My response was that being busy was not a badge of honor, a goal to aspire to nor was it an excuse to not do the critical work required to reduce the uncertainty of digital product development. In fact, it revealed a deeper cultural issue: the lack of an objective, safe way for teams and leaders to say “No” to work.

At first blush saying “No” might come across as insubordinate. But it’s critical for leaders and teams to have a clear framework for deciding what to work on and what to leave in the icebox. In fact, by deciding to do certain work, teams are implicitly saying “No” to many other projects. I like the way Jason Fried put it:

To help teams determine where to best spend their time, they must be managed to outcomes. Outcomes are measures of customer behavior. These are the behaviors that we want to encourage in our customers because they make them more successful. The more successful our customers are, the more successful our business becomes. There are two main benefits to managing to outcomes:

  1. It keeps the customer front and center in all conversations — Many teams end up caught in the day to day minutiae of shipping features, fixing bugs and optimizing conversion funnels. Rarely are teams asking how this is working for the customer because the incentive structure in most companies is based on getting those bits of code, copy and design out to customers by a specific deadline. Managing to outcomes incentivizes teams to figure out not only which solution is best but then how to optimize that solution so that it’s implementation best meets the customers’ most pressing needs. The quality of the solutions is determined not by when they were delivered but by how effectively it shifted the user’s behavior towards a better end state for them.

> _Aim_
In the passage on managing teams to outcomes, reproduce the text from "1. It keeps" up to and including "state for them.", with "minutiae" renamed to "details".

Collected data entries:
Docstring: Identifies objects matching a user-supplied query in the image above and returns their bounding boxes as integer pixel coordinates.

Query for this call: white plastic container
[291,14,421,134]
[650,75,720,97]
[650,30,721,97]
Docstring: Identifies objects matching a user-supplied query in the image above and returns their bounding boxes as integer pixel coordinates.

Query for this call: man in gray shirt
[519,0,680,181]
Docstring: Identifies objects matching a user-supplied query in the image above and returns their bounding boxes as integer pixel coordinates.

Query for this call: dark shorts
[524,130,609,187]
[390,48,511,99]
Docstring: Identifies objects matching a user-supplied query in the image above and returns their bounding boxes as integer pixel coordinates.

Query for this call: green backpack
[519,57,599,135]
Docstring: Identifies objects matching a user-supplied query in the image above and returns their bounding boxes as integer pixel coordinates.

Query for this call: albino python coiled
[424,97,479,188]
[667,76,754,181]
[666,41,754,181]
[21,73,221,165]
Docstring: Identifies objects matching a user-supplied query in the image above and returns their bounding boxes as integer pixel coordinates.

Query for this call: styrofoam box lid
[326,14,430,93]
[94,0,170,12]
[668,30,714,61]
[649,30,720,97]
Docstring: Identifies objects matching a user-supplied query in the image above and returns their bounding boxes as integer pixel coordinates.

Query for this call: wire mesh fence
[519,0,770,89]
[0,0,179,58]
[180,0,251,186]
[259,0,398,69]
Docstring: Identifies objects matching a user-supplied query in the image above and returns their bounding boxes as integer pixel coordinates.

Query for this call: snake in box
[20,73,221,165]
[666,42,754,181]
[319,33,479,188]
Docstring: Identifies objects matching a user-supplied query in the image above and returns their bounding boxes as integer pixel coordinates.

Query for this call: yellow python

> _Solution to this problem_
1. It keeps the customer front and center in all conversations — Many teams end up caught in the day to day details of shipping features, fixing bugs and optimizing conversion funnels. Rarely are teams asking how this is working for the customer because the incentive structure in most companies is based on getting those bits of code, copy and design out to customers by a specific deadline. Managing to outcomes incentivizes teams to figure out not only which solution is best but then how to optimize that solution so that it’s implementation best meets the customers’ most pressing needs. The quality of the solutions is determined not by when they were delivered but by how effectively it shifted the user’s behavior towards a better end state for them.